— WHAT THE TASK ASKS —
In the entries that follow, identify the line containing "of the sky." and return it together with all later lines, exactly as they appear.

Dataset records about object locations:
------------------------
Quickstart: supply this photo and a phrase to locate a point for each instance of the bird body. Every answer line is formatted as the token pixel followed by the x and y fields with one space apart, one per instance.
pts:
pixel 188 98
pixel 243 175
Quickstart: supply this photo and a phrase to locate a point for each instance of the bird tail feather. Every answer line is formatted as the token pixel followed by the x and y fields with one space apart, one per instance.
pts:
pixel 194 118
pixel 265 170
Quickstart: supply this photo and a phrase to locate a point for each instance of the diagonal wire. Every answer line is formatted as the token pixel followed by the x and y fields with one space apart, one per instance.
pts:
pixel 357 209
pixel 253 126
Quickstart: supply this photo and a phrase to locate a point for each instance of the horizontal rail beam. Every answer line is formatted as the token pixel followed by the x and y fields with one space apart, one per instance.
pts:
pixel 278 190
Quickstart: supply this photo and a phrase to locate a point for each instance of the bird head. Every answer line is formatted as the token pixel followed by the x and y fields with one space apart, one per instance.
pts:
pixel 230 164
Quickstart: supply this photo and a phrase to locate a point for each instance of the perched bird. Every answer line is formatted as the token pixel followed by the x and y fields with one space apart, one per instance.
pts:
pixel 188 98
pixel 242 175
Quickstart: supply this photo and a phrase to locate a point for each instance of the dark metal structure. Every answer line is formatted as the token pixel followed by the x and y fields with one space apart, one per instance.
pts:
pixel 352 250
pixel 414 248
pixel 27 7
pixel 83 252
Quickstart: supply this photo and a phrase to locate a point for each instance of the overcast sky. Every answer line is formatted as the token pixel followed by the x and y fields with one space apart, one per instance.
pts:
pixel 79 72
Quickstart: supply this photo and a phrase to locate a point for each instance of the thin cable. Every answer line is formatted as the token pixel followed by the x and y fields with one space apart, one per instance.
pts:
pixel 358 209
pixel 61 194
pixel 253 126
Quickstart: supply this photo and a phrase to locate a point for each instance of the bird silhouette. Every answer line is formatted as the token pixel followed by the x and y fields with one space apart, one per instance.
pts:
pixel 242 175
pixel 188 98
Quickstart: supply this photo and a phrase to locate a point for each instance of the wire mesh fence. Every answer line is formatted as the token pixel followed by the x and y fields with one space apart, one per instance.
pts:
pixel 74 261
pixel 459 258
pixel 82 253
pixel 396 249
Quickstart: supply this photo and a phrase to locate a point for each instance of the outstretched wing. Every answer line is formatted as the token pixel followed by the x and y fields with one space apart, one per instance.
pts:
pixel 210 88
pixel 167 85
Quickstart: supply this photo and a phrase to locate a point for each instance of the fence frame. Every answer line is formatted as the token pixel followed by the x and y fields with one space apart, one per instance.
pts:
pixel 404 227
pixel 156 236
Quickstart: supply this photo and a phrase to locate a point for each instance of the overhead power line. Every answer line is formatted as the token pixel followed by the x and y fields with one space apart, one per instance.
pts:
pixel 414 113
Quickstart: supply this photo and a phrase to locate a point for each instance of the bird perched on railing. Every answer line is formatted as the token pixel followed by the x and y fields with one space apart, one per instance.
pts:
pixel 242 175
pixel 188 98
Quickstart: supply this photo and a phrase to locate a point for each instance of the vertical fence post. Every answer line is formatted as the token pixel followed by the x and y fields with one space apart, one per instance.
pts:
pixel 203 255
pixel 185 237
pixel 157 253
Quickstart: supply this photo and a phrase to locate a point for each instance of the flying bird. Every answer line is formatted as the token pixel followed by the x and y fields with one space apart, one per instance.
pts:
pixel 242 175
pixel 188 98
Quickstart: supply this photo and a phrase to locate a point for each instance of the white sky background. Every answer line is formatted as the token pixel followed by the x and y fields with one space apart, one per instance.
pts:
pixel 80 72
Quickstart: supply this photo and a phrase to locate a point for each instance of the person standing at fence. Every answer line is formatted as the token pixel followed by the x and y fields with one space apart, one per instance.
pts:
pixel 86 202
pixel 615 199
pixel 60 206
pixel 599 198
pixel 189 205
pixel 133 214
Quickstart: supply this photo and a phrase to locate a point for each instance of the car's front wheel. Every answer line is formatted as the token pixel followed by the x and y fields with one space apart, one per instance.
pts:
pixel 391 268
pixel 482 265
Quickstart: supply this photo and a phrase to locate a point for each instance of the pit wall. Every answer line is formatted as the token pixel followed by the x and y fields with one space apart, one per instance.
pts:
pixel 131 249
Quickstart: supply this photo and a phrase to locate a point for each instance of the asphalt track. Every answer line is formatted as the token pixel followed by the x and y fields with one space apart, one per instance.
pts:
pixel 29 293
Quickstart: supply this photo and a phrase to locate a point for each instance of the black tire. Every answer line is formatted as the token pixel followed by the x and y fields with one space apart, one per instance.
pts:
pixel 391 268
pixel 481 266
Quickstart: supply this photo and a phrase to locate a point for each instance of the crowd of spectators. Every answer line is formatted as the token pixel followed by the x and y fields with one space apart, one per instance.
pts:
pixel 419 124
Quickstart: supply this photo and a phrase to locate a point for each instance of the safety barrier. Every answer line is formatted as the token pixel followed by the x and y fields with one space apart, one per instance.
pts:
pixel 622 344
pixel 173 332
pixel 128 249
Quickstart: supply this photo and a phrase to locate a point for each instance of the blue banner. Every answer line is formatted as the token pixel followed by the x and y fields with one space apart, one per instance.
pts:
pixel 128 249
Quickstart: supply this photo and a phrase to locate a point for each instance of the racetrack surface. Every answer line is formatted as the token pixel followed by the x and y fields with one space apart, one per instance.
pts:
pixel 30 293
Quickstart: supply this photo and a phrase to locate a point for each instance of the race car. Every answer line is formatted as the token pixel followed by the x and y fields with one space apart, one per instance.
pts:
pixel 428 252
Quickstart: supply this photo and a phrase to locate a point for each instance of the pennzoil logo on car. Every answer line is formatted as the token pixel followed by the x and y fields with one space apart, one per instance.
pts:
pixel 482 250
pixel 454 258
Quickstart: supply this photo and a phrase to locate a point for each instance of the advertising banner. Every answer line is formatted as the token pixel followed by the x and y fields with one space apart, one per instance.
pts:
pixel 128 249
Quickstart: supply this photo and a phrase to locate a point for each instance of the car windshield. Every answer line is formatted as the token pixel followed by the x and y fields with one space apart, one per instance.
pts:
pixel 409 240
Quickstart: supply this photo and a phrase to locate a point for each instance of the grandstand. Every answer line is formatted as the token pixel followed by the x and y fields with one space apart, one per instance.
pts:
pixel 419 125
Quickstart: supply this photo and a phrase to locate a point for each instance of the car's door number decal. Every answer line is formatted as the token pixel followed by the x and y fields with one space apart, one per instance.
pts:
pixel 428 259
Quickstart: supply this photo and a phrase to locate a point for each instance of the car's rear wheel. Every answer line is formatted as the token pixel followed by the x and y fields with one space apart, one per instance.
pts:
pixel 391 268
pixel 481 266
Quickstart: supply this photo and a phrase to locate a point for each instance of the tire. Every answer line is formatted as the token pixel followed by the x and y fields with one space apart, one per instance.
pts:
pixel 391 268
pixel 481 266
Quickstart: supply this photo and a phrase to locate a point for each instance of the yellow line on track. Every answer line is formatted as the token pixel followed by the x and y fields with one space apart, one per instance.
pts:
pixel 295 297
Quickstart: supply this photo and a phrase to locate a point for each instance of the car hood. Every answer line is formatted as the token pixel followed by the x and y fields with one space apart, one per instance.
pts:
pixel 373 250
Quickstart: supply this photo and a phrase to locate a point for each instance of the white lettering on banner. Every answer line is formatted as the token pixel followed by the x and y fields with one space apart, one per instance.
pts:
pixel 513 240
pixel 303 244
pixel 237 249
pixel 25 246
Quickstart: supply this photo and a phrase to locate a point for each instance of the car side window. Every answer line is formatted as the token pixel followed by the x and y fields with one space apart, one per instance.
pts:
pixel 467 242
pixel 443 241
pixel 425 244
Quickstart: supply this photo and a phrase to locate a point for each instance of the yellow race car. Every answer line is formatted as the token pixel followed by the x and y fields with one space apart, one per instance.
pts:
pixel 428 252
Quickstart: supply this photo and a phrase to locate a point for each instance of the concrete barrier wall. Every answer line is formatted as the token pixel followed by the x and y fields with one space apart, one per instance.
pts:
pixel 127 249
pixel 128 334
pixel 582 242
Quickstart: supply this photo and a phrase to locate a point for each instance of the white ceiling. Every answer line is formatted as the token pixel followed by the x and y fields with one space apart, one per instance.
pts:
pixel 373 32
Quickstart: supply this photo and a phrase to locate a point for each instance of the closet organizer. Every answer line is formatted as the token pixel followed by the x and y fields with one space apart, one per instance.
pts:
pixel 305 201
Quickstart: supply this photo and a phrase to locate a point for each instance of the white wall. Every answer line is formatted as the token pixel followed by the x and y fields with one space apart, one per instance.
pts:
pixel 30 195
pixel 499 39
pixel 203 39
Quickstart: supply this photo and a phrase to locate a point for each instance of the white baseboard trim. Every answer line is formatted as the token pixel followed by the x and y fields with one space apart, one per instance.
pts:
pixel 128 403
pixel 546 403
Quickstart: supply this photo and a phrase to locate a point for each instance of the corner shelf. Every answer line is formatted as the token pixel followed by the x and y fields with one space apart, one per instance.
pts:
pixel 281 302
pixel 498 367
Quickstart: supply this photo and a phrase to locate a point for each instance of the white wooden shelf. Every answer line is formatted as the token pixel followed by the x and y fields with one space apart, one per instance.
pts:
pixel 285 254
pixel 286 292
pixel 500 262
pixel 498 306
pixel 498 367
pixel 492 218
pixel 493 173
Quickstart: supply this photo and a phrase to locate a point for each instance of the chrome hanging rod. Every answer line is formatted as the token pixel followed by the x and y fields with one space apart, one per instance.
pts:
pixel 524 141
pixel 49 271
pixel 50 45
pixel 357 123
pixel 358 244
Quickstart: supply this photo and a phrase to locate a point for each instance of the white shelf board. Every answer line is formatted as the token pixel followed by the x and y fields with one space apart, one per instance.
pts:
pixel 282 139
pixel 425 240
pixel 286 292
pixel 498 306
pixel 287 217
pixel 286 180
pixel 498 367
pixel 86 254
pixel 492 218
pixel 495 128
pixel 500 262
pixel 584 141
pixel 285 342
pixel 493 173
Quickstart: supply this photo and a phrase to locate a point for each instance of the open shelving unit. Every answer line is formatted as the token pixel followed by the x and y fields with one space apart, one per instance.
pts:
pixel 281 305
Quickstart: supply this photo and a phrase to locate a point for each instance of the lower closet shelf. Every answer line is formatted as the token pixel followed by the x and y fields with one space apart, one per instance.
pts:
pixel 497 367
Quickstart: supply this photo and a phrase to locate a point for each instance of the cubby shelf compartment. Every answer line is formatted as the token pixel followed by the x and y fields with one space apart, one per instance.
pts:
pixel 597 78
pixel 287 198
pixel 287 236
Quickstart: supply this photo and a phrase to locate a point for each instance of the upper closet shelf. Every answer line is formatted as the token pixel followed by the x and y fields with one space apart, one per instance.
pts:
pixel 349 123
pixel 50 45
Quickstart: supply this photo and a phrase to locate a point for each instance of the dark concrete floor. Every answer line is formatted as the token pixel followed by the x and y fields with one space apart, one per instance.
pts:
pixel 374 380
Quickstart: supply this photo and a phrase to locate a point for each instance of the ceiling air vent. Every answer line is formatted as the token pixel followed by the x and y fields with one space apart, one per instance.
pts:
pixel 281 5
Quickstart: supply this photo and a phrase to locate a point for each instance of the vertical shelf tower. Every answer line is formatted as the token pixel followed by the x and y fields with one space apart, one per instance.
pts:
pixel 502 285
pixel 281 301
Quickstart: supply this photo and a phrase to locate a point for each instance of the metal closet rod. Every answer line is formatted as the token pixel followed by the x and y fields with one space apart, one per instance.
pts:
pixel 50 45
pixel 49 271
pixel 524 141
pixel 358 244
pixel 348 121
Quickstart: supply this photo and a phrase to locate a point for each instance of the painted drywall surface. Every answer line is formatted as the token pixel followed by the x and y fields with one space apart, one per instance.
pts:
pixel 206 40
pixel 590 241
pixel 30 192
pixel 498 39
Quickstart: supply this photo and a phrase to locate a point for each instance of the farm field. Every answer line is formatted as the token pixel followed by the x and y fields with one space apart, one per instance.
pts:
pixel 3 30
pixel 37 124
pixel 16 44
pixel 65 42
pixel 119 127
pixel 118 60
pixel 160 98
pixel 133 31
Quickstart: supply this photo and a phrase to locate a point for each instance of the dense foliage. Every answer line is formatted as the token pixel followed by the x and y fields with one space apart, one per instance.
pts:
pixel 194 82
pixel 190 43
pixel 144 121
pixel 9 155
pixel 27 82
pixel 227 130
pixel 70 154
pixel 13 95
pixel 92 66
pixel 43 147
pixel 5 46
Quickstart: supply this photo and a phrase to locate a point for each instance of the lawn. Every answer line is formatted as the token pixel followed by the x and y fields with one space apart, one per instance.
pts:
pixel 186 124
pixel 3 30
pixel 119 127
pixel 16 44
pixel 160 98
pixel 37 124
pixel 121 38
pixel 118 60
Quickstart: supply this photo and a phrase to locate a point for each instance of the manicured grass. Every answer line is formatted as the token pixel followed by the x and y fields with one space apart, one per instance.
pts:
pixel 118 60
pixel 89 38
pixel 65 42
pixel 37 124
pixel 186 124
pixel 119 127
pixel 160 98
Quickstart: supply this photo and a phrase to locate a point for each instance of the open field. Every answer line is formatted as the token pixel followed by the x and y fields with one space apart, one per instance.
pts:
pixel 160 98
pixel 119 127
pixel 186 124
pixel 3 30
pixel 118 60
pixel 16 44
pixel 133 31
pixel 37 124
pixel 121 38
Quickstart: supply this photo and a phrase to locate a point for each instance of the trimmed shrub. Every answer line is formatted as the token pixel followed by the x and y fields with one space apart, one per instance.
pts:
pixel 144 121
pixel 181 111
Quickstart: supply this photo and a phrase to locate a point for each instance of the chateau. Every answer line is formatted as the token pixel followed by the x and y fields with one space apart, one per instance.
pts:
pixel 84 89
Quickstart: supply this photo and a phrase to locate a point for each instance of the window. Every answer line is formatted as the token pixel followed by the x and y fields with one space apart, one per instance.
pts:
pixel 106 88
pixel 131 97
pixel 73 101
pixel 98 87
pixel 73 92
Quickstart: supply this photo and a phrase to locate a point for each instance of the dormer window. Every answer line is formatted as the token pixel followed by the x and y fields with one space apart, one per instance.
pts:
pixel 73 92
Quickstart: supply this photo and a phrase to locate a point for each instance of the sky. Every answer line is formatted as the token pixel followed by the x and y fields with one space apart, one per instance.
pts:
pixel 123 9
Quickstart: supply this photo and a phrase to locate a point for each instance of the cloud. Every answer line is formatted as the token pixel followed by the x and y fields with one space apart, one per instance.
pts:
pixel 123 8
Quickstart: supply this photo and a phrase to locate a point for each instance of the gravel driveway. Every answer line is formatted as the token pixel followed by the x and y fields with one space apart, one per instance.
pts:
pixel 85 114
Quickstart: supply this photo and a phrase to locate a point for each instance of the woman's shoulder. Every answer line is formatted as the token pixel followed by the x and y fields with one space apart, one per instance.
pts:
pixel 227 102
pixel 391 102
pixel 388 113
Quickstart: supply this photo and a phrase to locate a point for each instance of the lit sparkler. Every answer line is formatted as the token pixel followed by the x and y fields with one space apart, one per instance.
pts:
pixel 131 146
------------------------
— COMPLETE RESPONSE —
Quickstart: supply this photo and a phrase to locate a point for each instance of the sky. Every answer line is formatted as the token pixel followed by the x and y fields with one space apart, one per instance.
pts:
pixel 123 9
Quickstart: supply this photo and a phrase to locate a point for each instance of the cloud. Every answer line is formatted as the token pixel followed by the x and y fields with one space apart, one per instance.
pts:
pixel 123 8
Quickstart: supply this photo and a phrase to locate a point for each instance of the gravel driveway. Every answer line is formatted as the token pixel followed by the x and y fields with one space apart, one per instance.
pts:
pixel 85 114
Quickstart: supply this photo and a phrase to locate a point for each instance of the woman's shoulder. Every answer line is formatted as the token pixel followed by the x and y fields with one space apart, one per instance.
pts:
pixel 227 102
pixel 391 102
pixel 388 113
Quickstart: supply this photo and a phrase to locate a point for each instance of the lit sparkler. Every answer line is formatted as the token pixel followed by the x and y fields with one space apart, one per instance.
pts:
pixel 131 146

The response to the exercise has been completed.